- Required task
Copy out all of the material exactly.

- Dataset excerpts on object pointing
"""

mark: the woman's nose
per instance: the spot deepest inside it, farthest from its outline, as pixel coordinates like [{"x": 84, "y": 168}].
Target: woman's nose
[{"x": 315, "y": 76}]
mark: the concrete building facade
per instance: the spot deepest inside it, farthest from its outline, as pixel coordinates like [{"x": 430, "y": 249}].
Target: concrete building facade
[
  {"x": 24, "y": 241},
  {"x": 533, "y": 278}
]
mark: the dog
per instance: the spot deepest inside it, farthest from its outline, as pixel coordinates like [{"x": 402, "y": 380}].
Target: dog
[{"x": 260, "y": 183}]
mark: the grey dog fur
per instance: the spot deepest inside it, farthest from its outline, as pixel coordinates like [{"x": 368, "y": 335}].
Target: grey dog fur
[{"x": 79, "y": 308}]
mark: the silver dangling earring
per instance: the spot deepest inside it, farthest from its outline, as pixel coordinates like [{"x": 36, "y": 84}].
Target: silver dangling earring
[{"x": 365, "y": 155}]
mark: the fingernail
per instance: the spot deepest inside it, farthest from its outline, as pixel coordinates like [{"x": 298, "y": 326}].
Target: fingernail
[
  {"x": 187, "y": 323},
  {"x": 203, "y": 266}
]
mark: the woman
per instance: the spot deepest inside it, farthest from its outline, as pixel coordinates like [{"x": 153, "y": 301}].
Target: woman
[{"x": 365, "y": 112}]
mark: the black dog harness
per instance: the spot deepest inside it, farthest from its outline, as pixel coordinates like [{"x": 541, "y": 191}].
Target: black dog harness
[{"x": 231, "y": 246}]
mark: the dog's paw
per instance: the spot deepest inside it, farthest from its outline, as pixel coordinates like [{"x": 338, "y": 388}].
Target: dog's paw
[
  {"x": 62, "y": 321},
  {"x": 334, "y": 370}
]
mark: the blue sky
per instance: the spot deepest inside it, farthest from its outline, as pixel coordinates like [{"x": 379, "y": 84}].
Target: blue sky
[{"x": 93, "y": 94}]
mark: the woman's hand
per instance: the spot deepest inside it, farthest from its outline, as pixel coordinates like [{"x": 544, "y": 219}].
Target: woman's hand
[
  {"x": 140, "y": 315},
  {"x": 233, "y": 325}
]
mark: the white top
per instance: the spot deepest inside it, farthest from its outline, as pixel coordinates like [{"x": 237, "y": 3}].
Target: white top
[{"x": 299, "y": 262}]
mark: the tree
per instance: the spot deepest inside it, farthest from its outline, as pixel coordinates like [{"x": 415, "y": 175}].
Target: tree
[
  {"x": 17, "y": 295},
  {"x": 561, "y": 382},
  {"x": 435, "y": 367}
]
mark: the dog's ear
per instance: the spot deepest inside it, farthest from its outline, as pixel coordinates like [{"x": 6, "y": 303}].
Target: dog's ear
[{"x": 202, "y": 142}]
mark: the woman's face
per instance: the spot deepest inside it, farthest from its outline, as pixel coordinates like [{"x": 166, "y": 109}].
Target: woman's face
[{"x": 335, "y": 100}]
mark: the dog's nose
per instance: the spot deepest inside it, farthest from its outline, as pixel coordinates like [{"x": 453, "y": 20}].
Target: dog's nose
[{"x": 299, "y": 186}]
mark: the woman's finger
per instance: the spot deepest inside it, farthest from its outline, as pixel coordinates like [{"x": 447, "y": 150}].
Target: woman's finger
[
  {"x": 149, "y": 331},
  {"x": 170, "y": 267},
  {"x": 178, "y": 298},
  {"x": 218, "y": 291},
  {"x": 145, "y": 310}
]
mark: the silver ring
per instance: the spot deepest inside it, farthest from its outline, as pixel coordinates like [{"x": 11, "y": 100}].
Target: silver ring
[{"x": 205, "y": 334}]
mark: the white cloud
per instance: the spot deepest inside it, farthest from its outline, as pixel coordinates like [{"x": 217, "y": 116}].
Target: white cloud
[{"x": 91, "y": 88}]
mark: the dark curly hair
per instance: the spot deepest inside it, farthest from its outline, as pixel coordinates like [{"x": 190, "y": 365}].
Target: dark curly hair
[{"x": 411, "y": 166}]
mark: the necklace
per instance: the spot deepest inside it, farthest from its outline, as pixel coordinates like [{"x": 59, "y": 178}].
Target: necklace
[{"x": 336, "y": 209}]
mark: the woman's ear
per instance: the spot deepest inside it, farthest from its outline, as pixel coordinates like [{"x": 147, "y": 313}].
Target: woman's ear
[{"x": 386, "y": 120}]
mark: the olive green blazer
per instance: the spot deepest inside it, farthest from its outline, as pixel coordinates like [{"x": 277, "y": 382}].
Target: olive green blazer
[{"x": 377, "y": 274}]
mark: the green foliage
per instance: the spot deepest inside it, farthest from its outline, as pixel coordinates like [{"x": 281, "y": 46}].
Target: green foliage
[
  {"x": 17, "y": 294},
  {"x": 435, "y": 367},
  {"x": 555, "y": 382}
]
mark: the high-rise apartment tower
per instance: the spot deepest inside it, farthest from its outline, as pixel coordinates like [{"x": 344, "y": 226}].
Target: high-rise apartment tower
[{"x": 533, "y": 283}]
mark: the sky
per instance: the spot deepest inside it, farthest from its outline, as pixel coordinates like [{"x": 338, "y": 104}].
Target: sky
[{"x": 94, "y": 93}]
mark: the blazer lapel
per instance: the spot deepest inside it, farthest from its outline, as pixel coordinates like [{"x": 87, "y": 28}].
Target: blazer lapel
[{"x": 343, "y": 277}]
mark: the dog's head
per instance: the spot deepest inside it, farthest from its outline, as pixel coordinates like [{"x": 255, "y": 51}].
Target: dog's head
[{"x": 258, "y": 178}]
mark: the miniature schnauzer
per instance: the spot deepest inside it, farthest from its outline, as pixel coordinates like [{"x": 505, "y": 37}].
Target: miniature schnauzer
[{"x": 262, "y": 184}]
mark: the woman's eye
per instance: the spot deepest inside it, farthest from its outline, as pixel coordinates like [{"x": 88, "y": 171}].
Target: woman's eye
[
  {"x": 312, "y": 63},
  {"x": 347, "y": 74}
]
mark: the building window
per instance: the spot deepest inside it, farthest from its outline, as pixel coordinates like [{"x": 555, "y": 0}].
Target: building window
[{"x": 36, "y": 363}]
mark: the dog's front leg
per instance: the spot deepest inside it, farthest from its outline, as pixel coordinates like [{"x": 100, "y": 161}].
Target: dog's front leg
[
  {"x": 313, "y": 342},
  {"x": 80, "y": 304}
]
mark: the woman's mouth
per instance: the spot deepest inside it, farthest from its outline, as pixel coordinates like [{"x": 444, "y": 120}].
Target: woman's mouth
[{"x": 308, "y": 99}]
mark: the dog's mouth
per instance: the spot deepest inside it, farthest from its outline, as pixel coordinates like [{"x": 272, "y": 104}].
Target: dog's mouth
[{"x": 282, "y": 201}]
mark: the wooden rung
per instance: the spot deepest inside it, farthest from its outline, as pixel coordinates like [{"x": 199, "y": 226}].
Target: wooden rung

"""

- Correct output
mark: the woman's nose
per instance: the spot deepest inside it, farthest from its outline, as pixel coordinates like [{"x": 84, "y": 168}].
Target: woman's nose
[{"x": 315, "y": 76}]
mark: the concrete building facade
per instance: the spot deepest inside it, farthest from its outline, as pixel coordinates like [{"x": 430, "y": 249}].
Target: concrete building facade
[
  {"x": 24, "y": 241},
  {"x": 533, "y": 278}
]
mark: the dog
per instance: the spot deepest inside it, farthest from its outline, as pixel coordinates like [{"x": 402, "y": 380}].
Target: dog
[{"x": 260, "y": 183}]
mark: the grey dog fur
per instance: the spot deepest inside it, farthest from its outline, as pixel coordinates like [{"x": 368, "y": 335}].
Target: grey dog fur
[{"x": 79, "y": 308}]
mark: the silver dangling earring
per instance: the spot deepest inside it, farthest from its outline, as pixel coordinates like [{"x": 36, "y": 84}].
Target: silver dangling earring
[{"x": 365, "y": 155}]
mark: the fingernail
per instance: the spot deepest inside it, farthest from its outline, as pixel coordinates like [{"x": 298, "y": 326}].
Target: fingernail
[
  {"x": 187, "y": 323},
  {"x": 203, "y": 266}
]
mark: the woman
per instance: the spot deepest inside it, farthest from its outline, as pixel coordinates like [{"x": 153, "y": 301}].
Target: woman
[{"x": 365, "y": 112}]
mark: the black dog harness
per instance: the spot deepest inside it, farthest from its outline, as pixel coordinates like [{"x": 541, "y": 191}].
Target: black dog harness
[{"x": 231, "y": 246}]
mark: the dog's paw
per instance: the spot deepest inside it, farthest from its outline, as pixel coordinates like [{"x": 338, "y": 388}].
Target: dog's paw
[
  {"x": 62, "y": 321},
  {"x": 334, "y": 370}
]
mark: the blue sky
per instance: the spot deepest inside it, farthest from its outline, as pixel coordinates like [{"x": 379, "y": 84}].
Target: blue sky
[{"x": 93, "y": 94}]
mark: the woman's hand
per instance: the spot deepest inside it, farthest from its outline, as pixel coordinates like [{"x": 544, "y": 219}].
Target: woman's hand
[
  {"x": 140, "y": 315},
  {"x": 233, "y": 325}
]
mark: the white top
per instance: the spot deepest inside it, farthest from its outline, as pixel coordinates like [{"x": 237, "y": 3}].
Target: white top
[{"x": 299, "y": 262}]
mark: the tree
per instance: the spot deepest inside it, farthest from its outline, as pixel coordinates like [{"x": 415, "y": 175}].
Target: tree
[
  {"x": 17, "y": 295},
  {"x": 561, "y": 382},
  {"x": 435, "y": 367}
]
mark: the dog's ear
per instance: the spot deepest inside it, farthest from its outline, as pixel coordinates like [{"x": 6, "y": 303}].
Target: dog's ear
[{"x": 202, "y": 142}]
mark: the woman's face
per instance: the spot deepest inside it, farthest from its outline, as pixel coordinates like [{"x": 166, "y": 109}].
Target: woman's face
[{"x": 335, "y": 100}]
mark: the dog's nose
per instance: the spot deepest inside it, farthest from its outline, as pixel coordinates like [{"x": 453, "y": 20}].
Target: dog's nose
[{"x": 299, "y": 186}]
mark: the woman's finger
per instance: the spot deepest inside it, farthest from its outline, as pixel coordinates like [{"x": 447, "y": 150}].
Target: woman's finger
[
  {"x": 149, "y": 331},
  {"x": 170, "y": 267},
  {"x": 178, "y": 298},
  {"x": 218, "y": 291},
  {"x": 145, "y": 310}
]
mark: the silver ring
per instance: the spot deepest inside it, farthest from its outline, as pixel coordinates like [{"x": 11, "y": 100}].
Target: silver ring
[{"x": 205, "y": 334}]
mark: the white cloud
per instance: the spot deepest inside it, farthest from its outline, as pixel coordinates like [{"x": 217, "y": 116}].
Target: white cloud
[{"x": 91, "y": 88}]
mark: the dark curly hair
per instance: the spot deepest inside it, farthest from its outline, as pixel coordinates like [{"x": 190, "y": 365}].
Target: dark curly hair
[{"x": 411, "y": 166}]
mark: the necklace
per instance: the spot deepest inside it, farthest from its outline, as pixel coordinates like [{"x": 59, "y": 178}].
Target: necklace
[{"x": 336, "y": 209}]
mark: the woman's ear
per instance: the spot deepest inside it, farthest from its outline, as pixel coordinates like [{"x": 147, "y": 313}].
Target: woman's ear
[{"x": 386, "y": 120}]
mark: the olive green blazer
per instance: the spot deepest inside it, farthest from its outline, as pixel coordinates like [{"x": 277, "y": 382}].
Target: olive green blazer
[{"x": 377, "y": 274}]
mark: the green foliage
per instance: the spot deepest inside it, farthest from its outline, as pixel coordinates like [{"x": 281, "y": 46}].
Target: green foliage
[
  {"x": 17, "y": 294},
  {"x": 435, "y": 367},
  {"x": 555, "y": 382}
]
mark: the high-rise apartment tower
per instance: the spot deepest inside it, farthest from its outline, as pixel coordinates like [{"x": 344, "y": 226}].
Target: high-rise apartment tower
[{"x": 533, "y": 283}]
mark: the sky
per instance: the spot deepest inside it, farthest from its outline, as pixel coordinates like [{"x": 338, "y": 104}].
Target: sky
[{"x": 94, "y": 93}]
mark: the blazer lapel
per instance: the spot deepest inside it, farthest from its outline, as pixel coordinates like [{"x": 87, "y": 28}].
Target: blazer lapel
[{"x": 343, "y": 277}]
mark: the dog's head
per instance: the spot deepest inside it, farthest from its outline, as pixel coordinates like [{"x": 255, "y": 51}].
Target: dog's head
[{"x": 258, "y": 178}]
mark: the miniature schnauzer
per instance: the spot deepest inside it, farthest from its outline, as pixel coordinates like [{"x": 505, "y": 37}].
Target: miniature schnauzer
[{"x": 262, "y": 184}]
mark: the woman's eye
per instance: the spot deepest inside it, farthest from its outline, as pixel coordinates like [{"x": 88, "y": 171}].
Target: woman's eye
[
  {"x": 312, "y": 63},
  {"x": 347, "y": 74}
]
mark: the building window
per instance: the spot deepest inside it, farthest from its outline, as pixel coordinates like [{"x": 555, "y": 0}].
Target: building window
[{"x": 36, "y": 363}]
mark: the dog's front leg
per instance: the spot deepest inside it, farthest from its outline, as pixel coordinates like [{"x": 100, "y": 161}].
Target: dog's front leg
[
  {"x": 313, "y": 342},
  {"x": 80, "y": 304}
]
mark: the woman's mouth
per instance: the spot deepest inside it, farthest from its outline, as pixel coordinates like [{"x": 444, "y": 120}].
Target: woman's mouth
[{"x": 308, "y": 99}]
mark: the dog's mouth
per instance: the spot deepest inside it, farthest from its outline, as pixel coordinates like [{"x": 272, "y": 104}].
Target: dog's mouth
[{"x": 282, "y": 201}]
mark: the wooden rung
per instance: the spot deepest inside it, farthest from its outline, as pixel coordinates like [{"x": 199, "y": 226}].
Target: wooden rung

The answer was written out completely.